WHAT TO WORK ON: The answer is to be an exact copy of the lines below running from the line with "drop a dot on every instance of the shirt collar" down to the line with "drop a dot on every instance of the desk", both ends included, and nothing more.

Saved entries:
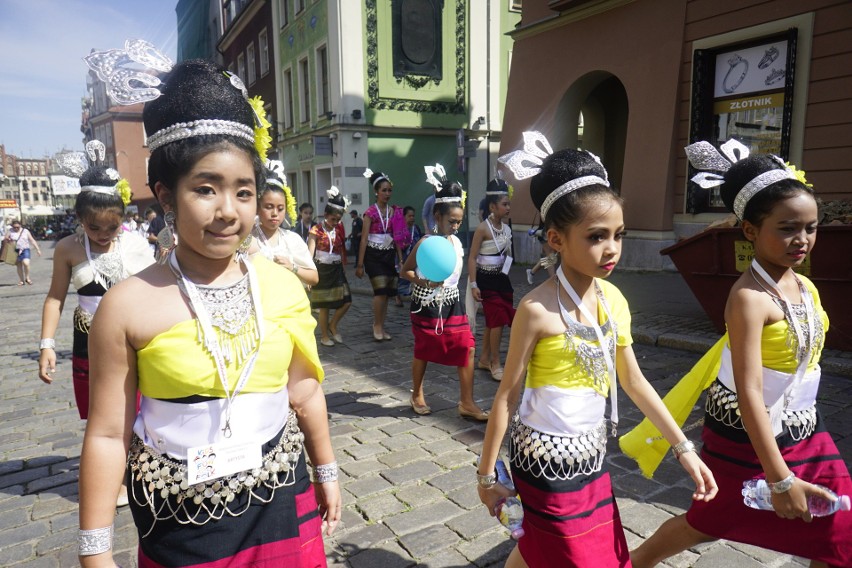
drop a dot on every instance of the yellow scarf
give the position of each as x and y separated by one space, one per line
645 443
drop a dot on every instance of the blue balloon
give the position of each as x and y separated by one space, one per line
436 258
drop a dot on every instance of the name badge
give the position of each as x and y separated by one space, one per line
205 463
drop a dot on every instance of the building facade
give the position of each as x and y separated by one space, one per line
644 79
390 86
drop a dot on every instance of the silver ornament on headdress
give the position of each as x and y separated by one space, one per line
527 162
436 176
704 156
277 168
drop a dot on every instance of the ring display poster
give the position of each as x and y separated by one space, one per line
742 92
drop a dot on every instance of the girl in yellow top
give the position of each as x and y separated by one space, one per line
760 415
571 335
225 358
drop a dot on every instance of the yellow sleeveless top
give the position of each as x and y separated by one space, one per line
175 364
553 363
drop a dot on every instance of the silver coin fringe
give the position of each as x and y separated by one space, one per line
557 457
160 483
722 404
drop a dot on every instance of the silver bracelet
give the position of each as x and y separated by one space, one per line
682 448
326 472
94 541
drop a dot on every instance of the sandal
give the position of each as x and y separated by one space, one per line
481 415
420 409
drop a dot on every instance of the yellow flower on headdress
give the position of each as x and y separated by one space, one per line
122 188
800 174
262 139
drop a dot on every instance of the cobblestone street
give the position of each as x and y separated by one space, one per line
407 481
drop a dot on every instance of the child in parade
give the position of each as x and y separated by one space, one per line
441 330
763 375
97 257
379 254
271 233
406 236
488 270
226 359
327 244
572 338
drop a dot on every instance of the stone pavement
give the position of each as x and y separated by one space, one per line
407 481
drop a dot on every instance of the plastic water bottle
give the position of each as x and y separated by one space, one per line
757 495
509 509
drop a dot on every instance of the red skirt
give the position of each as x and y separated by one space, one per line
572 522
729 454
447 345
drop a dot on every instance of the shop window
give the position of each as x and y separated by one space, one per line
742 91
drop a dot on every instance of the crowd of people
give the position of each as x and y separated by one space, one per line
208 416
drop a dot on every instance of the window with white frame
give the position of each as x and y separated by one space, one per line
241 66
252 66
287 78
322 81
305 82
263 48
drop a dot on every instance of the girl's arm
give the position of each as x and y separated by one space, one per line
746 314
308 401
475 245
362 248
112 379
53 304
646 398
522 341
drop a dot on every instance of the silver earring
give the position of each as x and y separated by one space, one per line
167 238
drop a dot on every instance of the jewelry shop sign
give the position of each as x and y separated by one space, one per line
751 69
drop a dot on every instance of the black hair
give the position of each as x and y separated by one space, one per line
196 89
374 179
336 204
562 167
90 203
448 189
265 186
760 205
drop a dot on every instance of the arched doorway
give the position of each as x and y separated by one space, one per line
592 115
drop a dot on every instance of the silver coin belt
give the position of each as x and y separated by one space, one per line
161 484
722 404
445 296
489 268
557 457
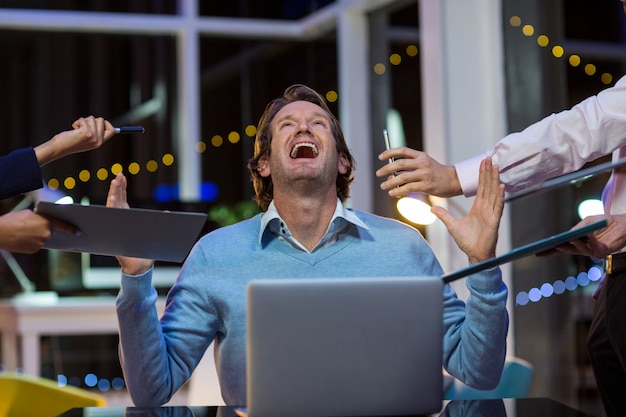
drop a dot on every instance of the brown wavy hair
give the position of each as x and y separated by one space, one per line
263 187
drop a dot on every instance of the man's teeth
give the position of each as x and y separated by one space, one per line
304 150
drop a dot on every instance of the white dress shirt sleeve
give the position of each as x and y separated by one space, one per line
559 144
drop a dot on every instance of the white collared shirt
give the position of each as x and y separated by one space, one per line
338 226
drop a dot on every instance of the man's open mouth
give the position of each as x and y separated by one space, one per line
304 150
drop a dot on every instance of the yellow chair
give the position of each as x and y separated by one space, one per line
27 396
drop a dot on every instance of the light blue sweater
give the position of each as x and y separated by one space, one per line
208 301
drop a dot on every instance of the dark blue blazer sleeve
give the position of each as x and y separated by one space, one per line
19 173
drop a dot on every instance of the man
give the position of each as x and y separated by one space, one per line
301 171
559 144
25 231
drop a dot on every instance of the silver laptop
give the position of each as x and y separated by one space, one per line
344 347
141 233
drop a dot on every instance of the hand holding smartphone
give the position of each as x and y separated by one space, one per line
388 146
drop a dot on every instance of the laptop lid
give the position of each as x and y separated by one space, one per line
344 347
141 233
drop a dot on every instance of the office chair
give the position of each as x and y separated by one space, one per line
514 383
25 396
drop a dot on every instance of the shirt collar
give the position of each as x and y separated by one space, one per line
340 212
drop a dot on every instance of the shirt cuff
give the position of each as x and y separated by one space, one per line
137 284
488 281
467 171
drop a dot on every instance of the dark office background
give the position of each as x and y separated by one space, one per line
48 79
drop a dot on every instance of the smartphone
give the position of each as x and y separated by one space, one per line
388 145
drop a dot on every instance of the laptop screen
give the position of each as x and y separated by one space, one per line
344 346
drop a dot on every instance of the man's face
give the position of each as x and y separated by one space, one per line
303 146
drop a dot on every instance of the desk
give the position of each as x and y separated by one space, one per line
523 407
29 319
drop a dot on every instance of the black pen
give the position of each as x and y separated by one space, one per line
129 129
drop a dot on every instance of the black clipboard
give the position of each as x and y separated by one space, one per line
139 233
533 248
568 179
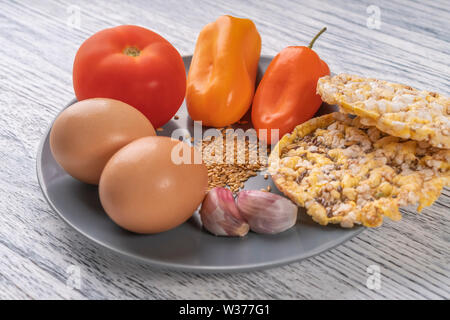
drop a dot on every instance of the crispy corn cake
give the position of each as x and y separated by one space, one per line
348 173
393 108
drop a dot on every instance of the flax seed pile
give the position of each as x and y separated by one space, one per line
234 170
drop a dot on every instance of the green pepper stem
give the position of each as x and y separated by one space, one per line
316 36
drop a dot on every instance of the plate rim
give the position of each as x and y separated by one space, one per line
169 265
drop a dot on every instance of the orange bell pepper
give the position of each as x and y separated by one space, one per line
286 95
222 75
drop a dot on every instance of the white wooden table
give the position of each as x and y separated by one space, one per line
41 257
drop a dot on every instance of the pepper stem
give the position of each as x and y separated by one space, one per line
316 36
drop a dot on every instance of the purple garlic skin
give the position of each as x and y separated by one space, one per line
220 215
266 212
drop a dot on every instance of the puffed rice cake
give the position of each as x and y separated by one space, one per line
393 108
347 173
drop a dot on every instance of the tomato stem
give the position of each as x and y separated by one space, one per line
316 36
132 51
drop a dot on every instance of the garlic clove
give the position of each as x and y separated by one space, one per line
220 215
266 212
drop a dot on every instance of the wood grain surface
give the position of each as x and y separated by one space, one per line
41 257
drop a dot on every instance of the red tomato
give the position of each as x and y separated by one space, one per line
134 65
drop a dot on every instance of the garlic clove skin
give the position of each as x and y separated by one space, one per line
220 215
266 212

---

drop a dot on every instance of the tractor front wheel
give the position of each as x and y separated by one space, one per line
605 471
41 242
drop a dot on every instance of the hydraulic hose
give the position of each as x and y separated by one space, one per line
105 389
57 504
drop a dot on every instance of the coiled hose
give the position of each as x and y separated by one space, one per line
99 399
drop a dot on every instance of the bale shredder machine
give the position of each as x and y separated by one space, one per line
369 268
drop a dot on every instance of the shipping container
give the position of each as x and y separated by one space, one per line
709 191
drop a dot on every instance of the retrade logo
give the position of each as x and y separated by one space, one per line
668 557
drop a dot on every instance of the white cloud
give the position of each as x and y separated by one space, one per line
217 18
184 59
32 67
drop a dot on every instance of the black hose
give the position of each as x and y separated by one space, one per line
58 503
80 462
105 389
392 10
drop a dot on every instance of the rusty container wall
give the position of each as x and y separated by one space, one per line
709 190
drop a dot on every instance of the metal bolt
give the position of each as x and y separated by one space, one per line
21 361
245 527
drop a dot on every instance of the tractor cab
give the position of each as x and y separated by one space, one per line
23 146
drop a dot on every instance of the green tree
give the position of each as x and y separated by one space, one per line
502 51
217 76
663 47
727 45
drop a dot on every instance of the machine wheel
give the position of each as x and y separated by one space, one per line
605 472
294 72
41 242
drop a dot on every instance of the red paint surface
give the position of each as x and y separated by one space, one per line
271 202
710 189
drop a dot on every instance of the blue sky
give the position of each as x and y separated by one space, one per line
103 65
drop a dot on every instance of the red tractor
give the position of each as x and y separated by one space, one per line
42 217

* * *

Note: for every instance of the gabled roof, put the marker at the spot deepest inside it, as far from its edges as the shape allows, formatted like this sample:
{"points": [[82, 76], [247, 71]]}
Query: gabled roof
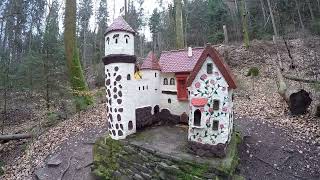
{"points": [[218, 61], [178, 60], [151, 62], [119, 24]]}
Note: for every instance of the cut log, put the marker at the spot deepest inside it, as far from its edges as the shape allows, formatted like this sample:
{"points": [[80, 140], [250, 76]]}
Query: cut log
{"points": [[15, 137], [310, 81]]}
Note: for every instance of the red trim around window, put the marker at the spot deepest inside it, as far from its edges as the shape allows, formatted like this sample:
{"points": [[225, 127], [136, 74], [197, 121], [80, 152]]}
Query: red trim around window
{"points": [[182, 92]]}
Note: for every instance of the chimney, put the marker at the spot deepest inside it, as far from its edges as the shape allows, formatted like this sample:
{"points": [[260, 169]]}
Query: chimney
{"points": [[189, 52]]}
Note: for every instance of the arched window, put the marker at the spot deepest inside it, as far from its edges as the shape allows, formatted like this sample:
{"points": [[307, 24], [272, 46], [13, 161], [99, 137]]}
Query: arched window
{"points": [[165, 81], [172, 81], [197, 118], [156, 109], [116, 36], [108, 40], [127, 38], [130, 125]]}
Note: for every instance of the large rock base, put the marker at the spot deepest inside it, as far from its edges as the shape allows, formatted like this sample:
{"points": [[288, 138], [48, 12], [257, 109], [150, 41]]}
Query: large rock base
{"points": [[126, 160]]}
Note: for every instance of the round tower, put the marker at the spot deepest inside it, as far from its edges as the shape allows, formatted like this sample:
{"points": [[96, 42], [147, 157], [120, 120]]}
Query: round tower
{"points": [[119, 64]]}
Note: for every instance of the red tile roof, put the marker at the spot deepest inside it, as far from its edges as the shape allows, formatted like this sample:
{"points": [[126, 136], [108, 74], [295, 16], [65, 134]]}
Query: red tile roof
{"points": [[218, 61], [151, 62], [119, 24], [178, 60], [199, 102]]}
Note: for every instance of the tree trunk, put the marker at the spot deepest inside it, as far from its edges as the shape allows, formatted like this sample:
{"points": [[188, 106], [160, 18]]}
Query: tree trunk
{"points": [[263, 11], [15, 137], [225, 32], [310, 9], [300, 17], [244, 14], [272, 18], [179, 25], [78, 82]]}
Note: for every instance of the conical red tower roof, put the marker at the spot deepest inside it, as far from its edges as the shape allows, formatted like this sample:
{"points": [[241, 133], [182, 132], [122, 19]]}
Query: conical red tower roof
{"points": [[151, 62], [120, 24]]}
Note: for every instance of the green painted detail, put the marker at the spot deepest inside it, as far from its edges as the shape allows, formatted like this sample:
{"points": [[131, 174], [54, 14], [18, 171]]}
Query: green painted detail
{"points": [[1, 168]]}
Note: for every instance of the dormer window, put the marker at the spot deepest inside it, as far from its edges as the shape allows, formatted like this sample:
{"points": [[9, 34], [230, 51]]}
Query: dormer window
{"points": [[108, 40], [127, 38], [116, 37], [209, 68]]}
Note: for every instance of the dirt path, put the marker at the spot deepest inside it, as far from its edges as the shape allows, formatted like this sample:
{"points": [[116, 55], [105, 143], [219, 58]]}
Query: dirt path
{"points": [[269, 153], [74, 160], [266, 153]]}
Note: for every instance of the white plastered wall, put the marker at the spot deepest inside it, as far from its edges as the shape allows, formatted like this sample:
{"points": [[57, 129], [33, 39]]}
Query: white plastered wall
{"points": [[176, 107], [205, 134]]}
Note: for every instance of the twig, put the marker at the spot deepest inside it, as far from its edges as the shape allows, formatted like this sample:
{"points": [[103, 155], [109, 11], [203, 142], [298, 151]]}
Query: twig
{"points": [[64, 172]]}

SOLVED PROBLEM:
drop a dot on every instance of the shirt collar
give the position of each as x and y separated by one space, one per line
340 212
drop a dot on every instance of the shirt cuff
give the position of each as x and y separated by one space, one per line
137 284
488 281
467 171
drop a dot on every instance of the dark office background
give the position of each as x and y separated by one space, one per line
48 79
drop a dot on every instance of the smartphone
give the position of each as x and y separated by one space, one per line
388 145
drop a dot on every instance of the laptop screen
give the position of each as x and y separated by one space, one per line
344 346
drop a dot on every instance of the man's face
give the position of each as x and y separated by one space, one per line
303 146
drop a dot on every instance of the desk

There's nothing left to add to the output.